### A FAZER
Responda, com base no texto sobre a crise da saúde na Venezuela:
1. Qual organização considera a economia venezuelana a pior do mundo?
2. Segundo a Federação Médica da Venezuela, a quanto pode chegar o déficit de insumos nos hospitais?
3. Quantas horas a mais Carmen Maita ainda teria que esperar para ser atendida?
==== TEXTO DADO ====
Em 17 anos, a Venezuela passou da bonança petroleira a uma estrepitosa queda na arrecadação gerada pelo produto. Sua economia agora é considerada a pior do mundo pelo Fundo Monetário Internacional (FMI). O desabamento financeiro contribuiu para que as importações de medicamentos e insumos na rede pública de saúde fossem restringidas.

No estoque do Hospital Periférico de Coche só há um par de frascos com solução fisiológica e quatro caixas de remédios. Exceto por isso, as prateleiras estão desoladoramente vazias. A Federação Médica da Venezuela calcula que o déficit de insumos nos hospitais chegue a 95%, ao passo que, segundo o Governo, há apenas falhas pontuais.

A situação pode ser mais dramática fora de Caracas. Carmen Maita, de 42 anos, chegou ao Hospital José María Vargas, também na zona oeste de Caracas, com uma mão grudada no ventre, encurvada e implorando para ser atendida no pronto-socorro. Há três dias, sofreu um aborto espontâneo, logo após saber que seu marido foi assassinado por um ladrão de carros em Valencia, capital do Estado de Carabobo (região central do país). “Estava com três meses de gravidez, mas a notícia da morte do meu marido me fez perder o bebê. Fui a todos os hospitais de Valencia, mas em nenhum me atenderam porque não tinham insumos, e eu também não tenho dinheiro para comprá-los. Por isso vim a Caracas”, conta a mulher, que precisou deixar dois filhos com uma vizinha. Mas nesta noite de sexta-feira são atendidos outros casos de maior gravidade, e Carmen ainda teria que esperar mais quatro horas.
==== DADOS FORNECIDOS ====
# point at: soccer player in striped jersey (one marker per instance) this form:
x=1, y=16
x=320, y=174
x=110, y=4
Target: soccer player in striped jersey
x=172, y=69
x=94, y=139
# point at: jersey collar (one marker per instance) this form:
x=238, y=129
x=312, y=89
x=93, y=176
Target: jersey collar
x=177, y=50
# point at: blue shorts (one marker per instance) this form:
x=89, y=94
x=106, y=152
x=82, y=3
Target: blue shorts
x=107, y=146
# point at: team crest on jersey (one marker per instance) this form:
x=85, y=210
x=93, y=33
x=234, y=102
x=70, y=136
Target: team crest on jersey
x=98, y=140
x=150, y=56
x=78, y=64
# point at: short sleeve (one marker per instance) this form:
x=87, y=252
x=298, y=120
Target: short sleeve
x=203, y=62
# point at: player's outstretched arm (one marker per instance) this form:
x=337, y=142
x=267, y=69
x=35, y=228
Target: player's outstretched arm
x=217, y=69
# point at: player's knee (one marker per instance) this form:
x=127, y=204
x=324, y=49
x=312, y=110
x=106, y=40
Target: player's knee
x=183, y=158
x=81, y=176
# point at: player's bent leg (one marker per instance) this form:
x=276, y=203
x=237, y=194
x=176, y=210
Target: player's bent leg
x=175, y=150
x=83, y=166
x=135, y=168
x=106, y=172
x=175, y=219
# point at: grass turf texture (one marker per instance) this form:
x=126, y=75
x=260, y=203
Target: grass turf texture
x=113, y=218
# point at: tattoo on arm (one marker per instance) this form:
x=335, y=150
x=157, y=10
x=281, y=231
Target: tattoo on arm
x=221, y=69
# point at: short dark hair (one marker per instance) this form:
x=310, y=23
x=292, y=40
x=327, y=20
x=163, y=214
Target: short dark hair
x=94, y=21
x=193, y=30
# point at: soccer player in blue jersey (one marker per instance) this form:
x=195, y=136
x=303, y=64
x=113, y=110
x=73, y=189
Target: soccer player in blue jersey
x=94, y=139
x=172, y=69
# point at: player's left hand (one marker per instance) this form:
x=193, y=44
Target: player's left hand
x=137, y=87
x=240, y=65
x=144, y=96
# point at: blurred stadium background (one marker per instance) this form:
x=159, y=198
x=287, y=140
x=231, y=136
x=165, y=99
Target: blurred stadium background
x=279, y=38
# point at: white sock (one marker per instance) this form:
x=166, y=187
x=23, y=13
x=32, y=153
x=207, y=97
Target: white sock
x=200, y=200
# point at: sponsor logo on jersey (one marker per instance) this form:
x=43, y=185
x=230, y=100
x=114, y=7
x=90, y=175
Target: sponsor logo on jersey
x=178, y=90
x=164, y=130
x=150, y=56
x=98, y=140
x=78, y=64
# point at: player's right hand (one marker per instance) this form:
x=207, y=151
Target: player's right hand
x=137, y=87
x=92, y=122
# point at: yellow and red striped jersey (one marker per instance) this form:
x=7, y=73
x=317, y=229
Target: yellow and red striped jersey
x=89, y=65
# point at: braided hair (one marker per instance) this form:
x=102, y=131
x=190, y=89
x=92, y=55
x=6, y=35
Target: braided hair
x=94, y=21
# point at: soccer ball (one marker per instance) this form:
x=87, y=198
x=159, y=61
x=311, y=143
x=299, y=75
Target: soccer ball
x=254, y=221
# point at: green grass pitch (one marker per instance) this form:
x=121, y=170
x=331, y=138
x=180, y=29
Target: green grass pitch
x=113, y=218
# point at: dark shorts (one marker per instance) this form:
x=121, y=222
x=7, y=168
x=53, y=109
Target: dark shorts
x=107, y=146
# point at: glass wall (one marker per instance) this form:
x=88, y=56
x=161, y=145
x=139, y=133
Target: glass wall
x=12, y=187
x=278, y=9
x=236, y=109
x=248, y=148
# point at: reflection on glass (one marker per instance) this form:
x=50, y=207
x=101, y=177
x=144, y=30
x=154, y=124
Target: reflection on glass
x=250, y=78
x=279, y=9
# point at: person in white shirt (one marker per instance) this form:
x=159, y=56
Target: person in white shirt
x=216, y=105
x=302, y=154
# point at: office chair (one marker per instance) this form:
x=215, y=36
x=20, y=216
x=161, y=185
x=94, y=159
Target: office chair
====
### RESPOSTA ESCRITA
1. O Fundo Monetário Internacional (FMI).
2. A 95%.
3. Mais quatro horas.